# [To do]
Copy out the lines below that hold the word "pants".
··· Given data
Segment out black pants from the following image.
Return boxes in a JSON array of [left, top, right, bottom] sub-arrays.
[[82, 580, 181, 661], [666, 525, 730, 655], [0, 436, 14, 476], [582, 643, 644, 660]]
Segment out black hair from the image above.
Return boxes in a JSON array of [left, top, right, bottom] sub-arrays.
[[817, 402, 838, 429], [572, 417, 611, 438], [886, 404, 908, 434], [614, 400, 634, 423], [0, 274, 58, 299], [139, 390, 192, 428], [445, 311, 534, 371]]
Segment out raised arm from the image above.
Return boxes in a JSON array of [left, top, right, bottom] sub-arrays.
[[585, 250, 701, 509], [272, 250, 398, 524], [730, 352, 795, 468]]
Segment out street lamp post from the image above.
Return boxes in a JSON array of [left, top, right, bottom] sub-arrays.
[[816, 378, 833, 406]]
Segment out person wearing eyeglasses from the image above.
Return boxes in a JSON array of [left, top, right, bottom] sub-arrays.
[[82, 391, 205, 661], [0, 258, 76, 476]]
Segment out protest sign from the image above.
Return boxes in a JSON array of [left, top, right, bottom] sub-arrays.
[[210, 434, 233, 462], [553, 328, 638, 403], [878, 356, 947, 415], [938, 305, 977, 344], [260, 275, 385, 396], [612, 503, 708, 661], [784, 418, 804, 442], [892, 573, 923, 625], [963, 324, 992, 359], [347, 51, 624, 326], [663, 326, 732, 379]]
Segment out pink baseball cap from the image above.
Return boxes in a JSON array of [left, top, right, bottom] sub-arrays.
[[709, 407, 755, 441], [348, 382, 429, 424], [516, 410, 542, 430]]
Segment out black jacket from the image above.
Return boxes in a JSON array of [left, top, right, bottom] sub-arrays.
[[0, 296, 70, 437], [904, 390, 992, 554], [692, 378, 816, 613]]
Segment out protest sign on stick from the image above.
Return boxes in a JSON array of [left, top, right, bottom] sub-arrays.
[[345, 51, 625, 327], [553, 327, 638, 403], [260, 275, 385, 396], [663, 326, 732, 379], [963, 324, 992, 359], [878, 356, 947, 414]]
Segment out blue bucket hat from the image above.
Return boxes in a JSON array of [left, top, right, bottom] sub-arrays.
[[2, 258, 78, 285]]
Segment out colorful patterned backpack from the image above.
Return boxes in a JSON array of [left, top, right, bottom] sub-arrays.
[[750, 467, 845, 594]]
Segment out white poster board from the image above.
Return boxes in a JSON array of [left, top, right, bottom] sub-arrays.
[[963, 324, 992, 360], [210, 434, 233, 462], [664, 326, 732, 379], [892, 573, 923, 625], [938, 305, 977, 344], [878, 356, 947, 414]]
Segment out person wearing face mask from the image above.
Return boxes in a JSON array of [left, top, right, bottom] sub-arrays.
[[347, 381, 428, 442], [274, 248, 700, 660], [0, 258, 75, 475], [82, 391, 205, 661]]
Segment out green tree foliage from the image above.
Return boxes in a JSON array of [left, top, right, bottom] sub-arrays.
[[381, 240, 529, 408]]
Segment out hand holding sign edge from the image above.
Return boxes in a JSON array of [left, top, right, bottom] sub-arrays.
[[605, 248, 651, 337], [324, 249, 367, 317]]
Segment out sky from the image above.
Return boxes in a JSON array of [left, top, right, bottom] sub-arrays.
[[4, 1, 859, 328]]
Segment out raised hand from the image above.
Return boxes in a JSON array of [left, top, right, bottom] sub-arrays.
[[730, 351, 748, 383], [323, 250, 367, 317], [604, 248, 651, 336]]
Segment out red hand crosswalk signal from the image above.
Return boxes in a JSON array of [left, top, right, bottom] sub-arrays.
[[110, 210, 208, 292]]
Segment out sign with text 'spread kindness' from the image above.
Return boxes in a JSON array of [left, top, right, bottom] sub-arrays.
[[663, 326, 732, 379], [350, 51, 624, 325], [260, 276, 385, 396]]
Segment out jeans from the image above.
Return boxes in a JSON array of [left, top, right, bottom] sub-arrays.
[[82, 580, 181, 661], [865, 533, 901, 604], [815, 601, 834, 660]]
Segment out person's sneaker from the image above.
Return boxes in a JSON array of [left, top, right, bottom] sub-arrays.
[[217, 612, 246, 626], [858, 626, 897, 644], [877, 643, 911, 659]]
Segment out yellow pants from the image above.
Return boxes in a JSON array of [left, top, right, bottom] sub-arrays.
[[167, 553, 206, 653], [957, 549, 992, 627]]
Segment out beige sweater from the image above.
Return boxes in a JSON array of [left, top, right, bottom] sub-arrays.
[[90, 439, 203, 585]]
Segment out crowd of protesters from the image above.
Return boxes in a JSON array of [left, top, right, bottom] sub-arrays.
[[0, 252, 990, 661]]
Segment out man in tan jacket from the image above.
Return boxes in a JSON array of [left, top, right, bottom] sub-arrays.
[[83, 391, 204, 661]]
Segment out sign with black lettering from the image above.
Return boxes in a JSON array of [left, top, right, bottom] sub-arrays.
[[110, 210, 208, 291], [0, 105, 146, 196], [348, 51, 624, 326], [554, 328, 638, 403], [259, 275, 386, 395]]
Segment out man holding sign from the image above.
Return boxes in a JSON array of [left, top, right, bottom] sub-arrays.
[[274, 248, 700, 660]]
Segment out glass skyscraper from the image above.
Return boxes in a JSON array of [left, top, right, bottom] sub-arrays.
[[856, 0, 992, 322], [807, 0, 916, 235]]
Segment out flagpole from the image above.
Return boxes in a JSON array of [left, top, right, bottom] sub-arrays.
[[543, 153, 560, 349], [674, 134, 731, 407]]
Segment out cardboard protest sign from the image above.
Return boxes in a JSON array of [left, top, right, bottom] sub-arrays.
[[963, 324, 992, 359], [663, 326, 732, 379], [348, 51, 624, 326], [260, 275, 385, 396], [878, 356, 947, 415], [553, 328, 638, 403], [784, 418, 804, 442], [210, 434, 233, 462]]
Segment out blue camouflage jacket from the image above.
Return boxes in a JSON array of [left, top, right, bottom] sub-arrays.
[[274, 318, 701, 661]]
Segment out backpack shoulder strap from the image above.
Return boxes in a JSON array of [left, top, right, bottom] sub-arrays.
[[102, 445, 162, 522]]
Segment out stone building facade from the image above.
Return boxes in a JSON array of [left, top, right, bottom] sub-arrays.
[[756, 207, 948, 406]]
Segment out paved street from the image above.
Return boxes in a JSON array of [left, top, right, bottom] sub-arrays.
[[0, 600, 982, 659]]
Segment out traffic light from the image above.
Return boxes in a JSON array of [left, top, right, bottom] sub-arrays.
······
# [Task response]
Segment out black pants from the following image.
Segment out yellow pants from the image above.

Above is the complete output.